Source:
# # # # # # #
After the massive $11 million compensatory and $33 million punitive damage verdicts (later reduced to $25 million under Ohio tort reform caps) against it for defaming Gibson's Bakery and its owners, Oberlin College could have done some soul searching as to its own conduct in nearly destroying a 135-year-old family business. Indeed, the purpose of punitive damages under the law is to serve, among other things, to cause such introspection in the hope of preventing future similar wrongdoing. Yet Oberlin College did just the opposite.

In the Gibson's Bakery v. Oberlin College case, the Court has entered a Judgment (pdf.)(full embed at bottom of post) calculating the damages owed by the defendants after applying the statutory tort reform caps. The total amount (inclusive of compensatory and punitive damages) is: David R. Gibson $14,000,000; Allyn W. Gibson $6,500,000; Gibson Bros. Inc. $4,549,000. The total is $25,049,000.

Oberlin College has been on a crisis management public relations campaign to create a narrative that it is the victim in the Gibson's Bakery case because it was held liable for student speech. In a series of scripted public statements, Oberlin College's president Carmen Twillie Ambar has asserted that "this is a First Amendment case about whether whether an institution can be held liable for the speech of its students. And the actions of its students. And I think it’s important whether you’re a progressive or a conservative." That is, as we have noted before, a false characterization of the case.
# # # # # # #
Data excerpt:
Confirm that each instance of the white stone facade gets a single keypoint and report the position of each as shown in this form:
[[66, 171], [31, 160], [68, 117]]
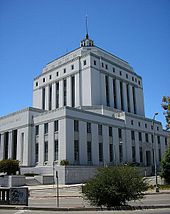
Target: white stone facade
# # # # # # #
Exercise tasks:
1. Copy word for word the part of the passage on the Gibson's Bakery case that opens with the words containing "Oberlin College has" and closes with "of the case.".
2. Answer these from the passage on the Gibson's Bakery case:
(a) How old is the family business said to be?
(b) What total amount does the judgment give Allyn W. Gibson?
(c) Who is named as Oberlin College's president?

Worked solutions:
1.
Oberlin College has been on a crisis management public relations campaign to create a narrative that it is the victim in the Gibson's Bakery case because it was held liable for student speech. In a series of scripted public statements, Oberlin College's president Carmen Twillie Ambar has asserted that "this is a First Amendment case about whether whether an institution can be held liable for the speech of its students. And the actions of its students. And I think it’s important whether you’re a progressive or a conservative." That is, as we have noted before, a false characterization of the case.

2.
(a) 135 years old
(b) $6,500,000
(c) Carmen Twillie Ambar